>> BEGIN Selected extract

# How can you use trigonometric functions to simplify  15 e^( ( 17 pi)/12 i )  into a non-exponential complex number?

Aug 4, 2018

#### Answer:

The answer is $= \frac{15}{4} \left(\left(\sqrt{2} - \sqrt{6}\right) - i \left(\sqrt{2} + \sqrt{6}\right)\right)$

#### Explanation:

Apply the identity

$z = r {e}^{i \theta} = r \left(\cos \theta + i \sin \theta\right)$

And

$\frac{17}{12} \pi = \frac{3}{4} \pi + \frac{2}{3} \pi$

Therefore,

$15 {e}^{\frac{17}{12} i \pi} = 15 \left(\cos \left(\frac{3}{4} \pi + \frac{2}{3} \pi\right) + i \sin \left(\frac{3}{4} \pi + \frac{2}{3} \pi\right)\right)$

$\cos \left(\frac{3}{4} \pi + \frac{2}{3} \pi\right) = \cos \left(\frac{3}{4} \pi\right) \cos \left(\frac{2}{3} \pi\right) - \sin \left(\frac{3}{4} \pi\right) \sin \left(\frac{2}{3} \pi\right)$

$= \left(- \frac{\sqrt{2}}{2} \cdot - \frac{1}{2}\right) - \left(\frac{\sqrt{2}}{2} \cdot \frac{\sqrt{3}}{2}\right)$

$= \frac{\sqrt{2}}{4} - \frac{\sqrt{6}}{4}$

$\sin \left(\frac{3}{4} \pi + \frac{2}{3} \pi\right) = \sin \left(\frac{3}{4} \pi\right) \cos \left(\frac{2}{3} \pi\right) + \cos \left(\frac{3}{4} \pi\right) \sin \left(\frac{2}{3} \pi\right)$

$= \left(\frac{\sqrt{2}}{2} \cdot - \frac{1}{2}\right) + \left(- \frac{\sqrt{2}}{2} \cdot \frac{\sqrt{3}}{2}\right)$

$= - \frac{\sqrt{2}}{4} - \frac{\sqrt{6}}{4}$

Finally,

$15 {e}^{\frac{17}{12} i \pi} = \frac{15}{4} \left(\left(\sqrt{2} - \sqrt{6}\right) + i \left(- \sqrt{2} - \sqrt{6}\right)\right)$

>> END Selected extract
>> BEGIN Provided material

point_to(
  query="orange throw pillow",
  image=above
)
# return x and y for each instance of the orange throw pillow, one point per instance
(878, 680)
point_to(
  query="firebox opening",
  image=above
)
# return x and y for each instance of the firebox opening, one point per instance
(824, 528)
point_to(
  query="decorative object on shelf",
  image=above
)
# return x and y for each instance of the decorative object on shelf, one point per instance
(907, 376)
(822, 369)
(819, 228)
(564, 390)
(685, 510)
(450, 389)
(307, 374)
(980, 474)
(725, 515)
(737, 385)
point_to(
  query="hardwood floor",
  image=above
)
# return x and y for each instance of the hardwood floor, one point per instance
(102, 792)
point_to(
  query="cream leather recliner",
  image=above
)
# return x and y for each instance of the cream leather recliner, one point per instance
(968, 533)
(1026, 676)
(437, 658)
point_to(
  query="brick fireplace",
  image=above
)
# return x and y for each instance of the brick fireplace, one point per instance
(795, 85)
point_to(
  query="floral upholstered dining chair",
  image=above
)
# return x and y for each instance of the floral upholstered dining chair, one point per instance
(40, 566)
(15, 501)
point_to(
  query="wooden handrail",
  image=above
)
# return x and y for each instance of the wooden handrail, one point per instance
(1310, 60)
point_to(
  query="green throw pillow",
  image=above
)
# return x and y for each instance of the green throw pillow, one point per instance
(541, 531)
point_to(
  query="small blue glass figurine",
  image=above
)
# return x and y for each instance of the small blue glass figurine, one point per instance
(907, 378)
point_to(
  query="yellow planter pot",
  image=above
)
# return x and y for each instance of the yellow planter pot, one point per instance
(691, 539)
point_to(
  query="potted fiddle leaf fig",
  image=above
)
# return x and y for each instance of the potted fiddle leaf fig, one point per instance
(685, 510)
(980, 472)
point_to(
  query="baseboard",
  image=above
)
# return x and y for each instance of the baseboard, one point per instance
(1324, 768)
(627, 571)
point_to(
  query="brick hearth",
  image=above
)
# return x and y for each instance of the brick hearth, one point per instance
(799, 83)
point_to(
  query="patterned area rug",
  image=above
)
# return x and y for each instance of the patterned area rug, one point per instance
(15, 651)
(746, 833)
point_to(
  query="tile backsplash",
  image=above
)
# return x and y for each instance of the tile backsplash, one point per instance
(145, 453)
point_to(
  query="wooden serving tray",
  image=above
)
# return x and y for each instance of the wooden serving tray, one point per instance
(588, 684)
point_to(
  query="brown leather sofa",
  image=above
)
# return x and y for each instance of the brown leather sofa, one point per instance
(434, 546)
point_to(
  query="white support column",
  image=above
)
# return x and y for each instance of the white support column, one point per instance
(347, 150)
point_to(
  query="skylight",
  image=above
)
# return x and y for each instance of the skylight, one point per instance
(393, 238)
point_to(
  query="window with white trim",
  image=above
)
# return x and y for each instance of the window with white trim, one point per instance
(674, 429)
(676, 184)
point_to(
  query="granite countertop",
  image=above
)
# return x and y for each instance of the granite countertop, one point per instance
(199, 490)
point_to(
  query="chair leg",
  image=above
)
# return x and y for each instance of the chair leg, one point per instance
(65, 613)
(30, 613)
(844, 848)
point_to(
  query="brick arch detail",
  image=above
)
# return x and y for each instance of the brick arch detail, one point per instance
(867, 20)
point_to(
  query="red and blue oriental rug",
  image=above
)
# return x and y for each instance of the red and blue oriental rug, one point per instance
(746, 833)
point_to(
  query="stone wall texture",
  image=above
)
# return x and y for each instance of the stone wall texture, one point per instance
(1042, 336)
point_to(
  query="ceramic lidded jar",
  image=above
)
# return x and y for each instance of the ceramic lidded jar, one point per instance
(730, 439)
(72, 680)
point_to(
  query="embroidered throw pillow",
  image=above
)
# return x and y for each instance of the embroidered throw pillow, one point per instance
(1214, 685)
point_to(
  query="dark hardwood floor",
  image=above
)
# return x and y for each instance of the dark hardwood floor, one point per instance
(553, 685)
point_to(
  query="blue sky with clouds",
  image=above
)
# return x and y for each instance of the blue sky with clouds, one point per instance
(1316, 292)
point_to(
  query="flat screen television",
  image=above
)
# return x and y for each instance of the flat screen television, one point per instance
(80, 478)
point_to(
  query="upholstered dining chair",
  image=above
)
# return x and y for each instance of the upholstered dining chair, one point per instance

>> END Provided material

■ **Objectives**:
1) Translate this sentence from the trigonometry page into Spanish: "How can you use trigonometric functions to simplify  15 e^( ( 17 pi)/12 i )  into a non-exponential complex number?"
2) On the trigonometry page, into which two angles is 17/12 π split?
The records have no connection to the trigonometry page.

■ **Task-by-task outputs**:
1) ¿Cómo se pueden usar las funciones trigonométricas para simplificar 15 e^( ( 17 pi)/12 i ) en un número complejo no exponencial?

2) 3/4 π and 2/3 π.